--- Begin ---
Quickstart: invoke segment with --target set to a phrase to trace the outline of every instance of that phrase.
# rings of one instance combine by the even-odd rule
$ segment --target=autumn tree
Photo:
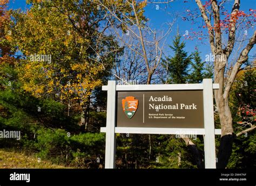
[[[99,28],[103,15],[94,4],[30,1],[27,12],[13,11],[10,40],[24,60],[17,64],[24,88],[81,107],[81,125],[90,96],[112,68],[118,45]],[[25,70],[23,70],[25,69]]]
[[[238,72],[248,60],[248,54],[255,43],[256,32],[253,31],[251,37],[246,40],[247,44],[239,52],[238,57],[231,61],[231,54],[234,52],[238,37],[238,31],[246,27],[245,33],[249,33],[252,27],[250,17],[255,16],[255,11],[250,10],[246,15],[240,10],[240,0],[234,0],[232,10],[228,13],[223,10],[225,1],[211,0],[203,4],[201,0],[195,0],[199,15],[203,18],[208,30],[208,38],[212,53],[214,56],[214,83],[218,83],[220,88],[214,90],[215,101],[218,108],[221,128],[220,145],[218,154],[217,168],[226,167],[231,154],[233,141],[235,135],[233,128],[232,116],[230,110],[228,97],[232,84]],[[226,41],[224,38],[226,39]],[[249,131],[254,126],[247,129]]]

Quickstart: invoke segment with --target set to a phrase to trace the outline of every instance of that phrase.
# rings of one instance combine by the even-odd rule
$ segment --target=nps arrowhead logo
[[[131,119],[134,116],[138,108],[139,101],[135,99],[133,96],[128,96],[122,100],[123,110],[128,118]]]

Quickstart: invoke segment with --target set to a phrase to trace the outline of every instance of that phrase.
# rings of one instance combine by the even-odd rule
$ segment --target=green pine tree
[[[192,54],[193,62],[191,63],[191,72],[188,76],[189,82],[191,83],[201,83],[205,78],[213,78],[213,66],[210,64],[205,64],[202,61],[200,52],[197,49]]]
[[[185,44],[181,41],[178,33],[170,47],[174,52],[173,57],[163,60],[163,66],[167,69],[167,83],[186,83],[188,77],[188,67],[191,63],[191,55],[184,50]]]

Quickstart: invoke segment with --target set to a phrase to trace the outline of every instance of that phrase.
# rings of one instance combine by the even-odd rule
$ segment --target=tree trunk
[[[219,83],[219,89],[214,90],[216,105],[221,128],[221,137],[217,155],[217,168],[225,168],[232,151],[234,139],[232,117],[228,106],[228,98],[223,96],[224,76],[225,62],[215,62],[214,82]]]
[[[151,84],[151,79],[152,79],[152,75],[153,75],[152,73],[149,72],[149,75],[147,75],[147,84]]]
[[[196,163],[197,164],[197,167],[199,169],[204,168],[205,167],[203,161],[203,158],[201,152],[198,150],[198,148],[197,148],[196,144],[194,144],[190,138],[183,138],[182,139],[183,140],[184,140],[187,147],[192,152],[193,156],[194,157],[194,161],[196,161]]]

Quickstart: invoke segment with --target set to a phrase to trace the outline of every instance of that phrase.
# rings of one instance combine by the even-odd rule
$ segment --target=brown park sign
[[[117,126],[204,128],[203,90],[117,91]]]

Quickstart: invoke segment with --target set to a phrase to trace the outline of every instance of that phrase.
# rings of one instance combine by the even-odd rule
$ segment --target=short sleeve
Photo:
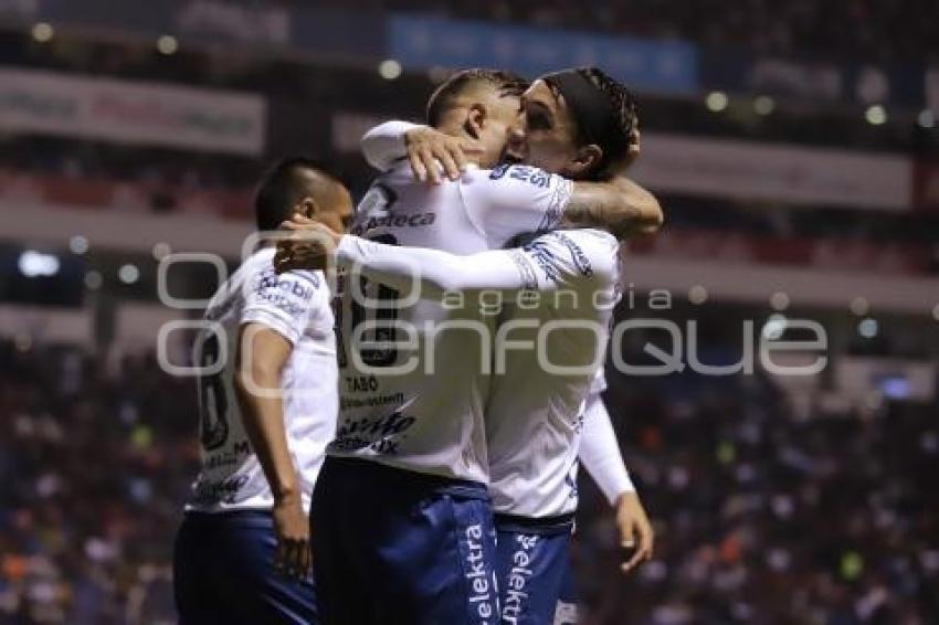
[[[316,316],[326,285],[313,272],[277,275],[273,265],[266,265],[243,288],[241,324],[261,324],[296,345]]]
[[[517,234],[557,227],[573,183],[537,167],[506,165],[468,169],[460,191],[470,220],[500,247]]]
[[[525,288],[604,290],[613,297],[618,274],[616,240],[595,230],[565,230],[542,234],[509,251]]]

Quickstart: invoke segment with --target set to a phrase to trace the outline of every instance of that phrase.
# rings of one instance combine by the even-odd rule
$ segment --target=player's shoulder
[[[609,278],[616,272],[619,243],[595,229],[553,230],[525,245],[529,253],[566,265],[582,277]]]
[[[243,289],[254,293],[277,290],[284,297],[302,300],[312,300],[318,292],[326,289],[321,272],[294,269],[278,274],[274,268],[275,253],[276,250],[268,246],[245,259],[239,269],[243,272],[239,280]]]
[[[558,180],[563,179],[530,165],[502,163],[493,169],[467,167],[460,183],[463,187],[503,190],[526,187],[547,189]]]

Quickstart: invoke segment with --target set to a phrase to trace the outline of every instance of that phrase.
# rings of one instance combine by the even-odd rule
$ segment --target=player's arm
[[[655,195],[621,176],[611,182],[576,182],[562,222],[600,227],[616,239],[627,239],[656,232],[664,220]]]
[[[610,413],[600,393],[592,393],[585,402],[579,456],[583,468],[616,509],[622,547],[634,550],[621,566],[624,573],[629,572],[652,558],[655,532],[630,479]]]
[[[441,181],[441,167],[447,178],[456,180],[466,169],[466,155],[481,151],[471,139],[397,120],[386,121],[366,133],[361,149],[366,162],[379,171],[388,171],[407,157],[414,178],[434,184]]]
[[[281,373],[293,346],[262,324],[244,324],[239,332],[234,388],[251,448],[274,495],[278,541],[275,564],[303,578],[310,568],[309,523],[284,424]]]
[[[235,352],[235,393],[245,432],[274,496],[276,564],[306,575],[310,568],[309,522],[302,479],[287,444],[281,374],[317,307],[324,305],[313,274],[260,272],[242,287],[244,308]]]
[[[471,141],[407,121],[387,121],[362,137],[362,153],[377,169],[408,157],[414,177],[432,182],[440,180],[437,161],[456,180],[465,169],[463,155],[471,149]],[[537,168],[503,166],[471,174],[464,189],[471,219],[498,242],[559,225],[599,227],[625,239],[653,233],[664,220],[658,200],[622,176],[571,183]]]
[[[599,286],[611,279],[615,266],[615,247],[608,243],[609,237],[591,245],[591,237],[583,233],[548,233],[525,247],[461,256],[339,235],[304,218],[295,218],[284,226],[307,235],[316,233],[316,241],[278,250],[274,262],[278,271],[320,267],[327,256],[334,256],[339,266],[401,293],[411,293],[416,283],[420,297],[425,299],[441,299],[460,290],[549,292],[585,288],[588,283]],[[574,248],[580,264],[573,259]]]

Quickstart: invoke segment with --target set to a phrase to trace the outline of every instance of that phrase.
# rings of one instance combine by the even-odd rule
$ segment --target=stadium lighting
[[[50,277],[59,273],[59,258],[52,254],[43,254],[35,250],[27,250],[20,254],[20,273],[28,278]]]
[[[51,41],[55,36],[55,29],[48,22],[36,22],[33,25],[33,40],[39,43]]]
[[[776,109],[776,100],[768,95],[761,95],[753,100],[757,115],[769,115]]]
[[[784,315],[770,315],[770,318],[763,325],[763,337],[771,341],[779,340],[782,338],[787,326],[789,326],[789,321]]]
[[[401,75],[401,63],[394,59],[386,59],[378,65],[378,74],[386,81],[393,81]]]
[[[169,243],[157,243],[152,248],[154,259],[162,261],[166,256],[172,253],[172,248],[169,246]]]
[[[120,269],[117,272],[117,277],[120,278],[120,282],[124,284],[134,284],[138,279],[140,279],[140,269],[137,268],[137,265],[122,265]]]
[[[88,240],[81,234],[76,234],[68,240],[68,250],[71,250],[73,254],[84,254],[88,251]]]
[[[857,324],[857,333],[865,339],[873,339],[876,337],[879,329],[877,319],[872,319],[871,317],[863,319],[859,324]]]
[[[858,317],[863,317],[867,315],[867,311],[871,310],[871,304],[867,303],[867,299],[864,297],[855,297],[851,300],[851,311],[857,315]]]
[[[27,352],[33,347],[33,338],[25,332],[19,332],[13,337],[13,345],[17,351]]]
[[[879,104],[875,104],[867,108],[864,113],[864,118],[872,126],[883,126],[887,123],[887,109]]]
[[[705,98],[705,106],[707,106],[708,110],[713,110],[714,113],[720,113],[725,108],[727,108],[728,104],[727,94],[724,92],[711,92],[707,94],[707,98]]]
[[[92,290],[101,288],[103,283],[104,278],[102,277],[101,272],[92,269],[85,274],[85,286]]]
[[[179,42],[172,35],[169,35],[169,34],[161,35],[157,40],[157,50],[159,51],[160,54],[166,54],[166,55],[176,54],[176,52],[179,50]]]
[[[693,286],[688,289],[688,301],[700,305],[707,301],[707,289],[700,285]]]
[[[789,296],[782,292],[773,293],[770,297],[770,306],[773,310],[785,310],[789,308]]]

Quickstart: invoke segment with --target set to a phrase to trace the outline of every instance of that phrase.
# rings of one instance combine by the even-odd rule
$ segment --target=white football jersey
[[[598,230],[561,230],[526,248],[566,288],[540,294],[537,306],[514,304],[502,318],[496,353],[505,368],[486,405],[489,491],[496,512],[542,518],[577,508],[583,405],[602,390],[619,244]]]
[[[473,168],[460,181],[429,186],[404,161],[372,184],[352,233],[473,254],[557,226],[571,190],[570,181],[523,166]],[[416,298],[355,271],[340,274],[339,292],[339,424],[329,453],[487,481],[483,407],[494,315],[468,299],[409,301]]]
[[[319,272],[274,272],[274,247],[251,257],[219,288],[196,345],[202,469],[187,510],[271,508],[274,499],[245,434],[234,393],[239,328],[260,324],[292,345],[281,375],[287,445],[299,476],[304,509],[336,431],[336,339],[329,290]]]

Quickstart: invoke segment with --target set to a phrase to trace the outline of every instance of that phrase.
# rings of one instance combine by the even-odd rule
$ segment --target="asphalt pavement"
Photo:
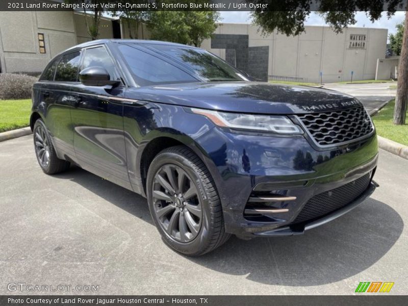
[[[380,187],[350,213],[196,258],[165,245],[142,197],[78,167],[44,174],[31,136],[0,143],[0,294],[41,293],[9,291],[15,283],[98,286],[48,294],[353,294],[360,282],[408,293],[408,160],[385,151]]]
[[[351,84],[330,83],[324,84],[323,87],[356,97],[371,114],[375,109],[395,97],[396,90],[390,89],[389,87],[396,84],[396,82]]]

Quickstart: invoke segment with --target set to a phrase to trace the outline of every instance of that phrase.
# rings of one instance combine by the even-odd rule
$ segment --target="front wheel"
[[[230,237],[212,177],[188,148],[172,147],[155,158],[147,173],[147,194],[156,227],[176,251],[201,255]]]

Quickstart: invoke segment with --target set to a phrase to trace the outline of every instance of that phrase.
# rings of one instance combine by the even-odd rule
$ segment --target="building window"
[[[45,53],[45,42],[44,40],[43,33],[38,33],[38,45],[40,46],[40,53]]]

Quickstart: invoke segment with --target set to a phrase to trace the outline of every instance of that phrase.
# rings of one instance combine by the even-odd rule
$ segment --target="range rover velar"
[[[147,197],[163,240],[189,256],[232,234],[302,234],[370,196],[377,139],[359,100],[251,80],[181,44],[74,46],[34,86],[38,162],[49,174],[77,165]]]

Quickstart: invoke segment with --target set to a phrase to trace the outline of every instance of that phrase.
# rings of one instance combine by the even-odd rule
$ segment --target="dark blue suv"
[[[31,125],[44,172],[73,164],[146,197],[164,241],[190,256],[231,234],[302,234],[376,187],[375,129],[358,100],[252,82],[184,45],[65,51],[34,85]]]

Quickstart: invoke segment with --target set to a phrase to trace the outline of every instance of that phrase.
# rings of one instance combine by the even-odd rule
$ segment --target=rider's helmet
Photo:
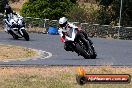
[[[5,6],[5,13],[6,13],[6,14],[13,13],[11,7],[10,7],[8,4]]]
[[[66,27],[67,25],[67,18],[66,17],[62,17],[59,19],[59,25],[60,27]]]

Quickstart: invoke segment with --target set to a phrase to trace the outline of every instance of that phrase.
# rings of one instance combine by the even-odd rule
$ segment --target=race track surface
[[[132,66],[132,41],[91,38],[98,54],[96,59],[84,59],[75,52],[66,52],[58,35],[30,33],[30,41],[14,40],[11,35],[0,32],[0,43],[24,46],[52,53],[52,57],[26,61],[2,62],[1,65],[114,65]]]

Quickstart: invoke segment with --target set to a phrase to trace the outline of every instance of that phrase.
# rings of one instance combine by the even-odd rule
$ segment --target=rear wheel
[[[84,76],[76,76],[76,81],[79,85],[83,85],[87,82],[87,79]]]
[[[22,30],[23,37],[25,38],[26,41],[29,41],[29,35],[26,30]]]

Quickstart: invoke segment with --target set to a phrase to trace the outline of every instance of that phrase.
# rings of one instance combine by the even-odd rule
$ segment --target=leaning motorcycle
[[[25,23],[22,16],[13,15],[9,21],[11,23],[8,33],[12,35],[14,39],[24,37],[26,41],[29,41],[29,34],[25,29]]]
[[[66,33],[66,36],[71,37],[75,36],[75,38],[71,40],[67,40],[69,51],[76,52],[78,55],[83,56],[85,59],[95,59],[97,57],[97,53],[95,52],[93,43],[88,36],[81,30],[77,31],[76,29],[71,29],[72,32]],[[74,32],[74,33],[73,33]]]

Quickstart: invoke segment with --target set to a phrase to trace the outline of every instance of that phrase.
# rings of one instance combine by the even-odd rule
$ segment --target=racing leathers
[[[74,30],[72,30],[74,29]],[[59,28],[59,35],[61,37],[61,41],[64,43],[64,49],[66,51],[72,51],[70,48],[72,45],[71,43],[74,41],[75,37],[76,37],[76,33],[75,33],[75,30],[77,32],[82,32],[84,34],[84,36],[87,37],[88,39],[88,36],[85,32],[83,32],[79,27],[77,27],[76,25],[72,24],[72,23],[67,23],[67,25],[63,28]],[[69,34],[71,34],[69,37]],[[88,41],[92,44],[92,41],[90,39],[88,39]]]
--- End ---
• _TASK BRIEF_
Copy every line of the rows above that contains the string "player", treating uppercase and lowercase as different.

• _SOLUTION TO THIS PROBLEM_
$ segment --target=player's shoulder
$ segment --target=player's arm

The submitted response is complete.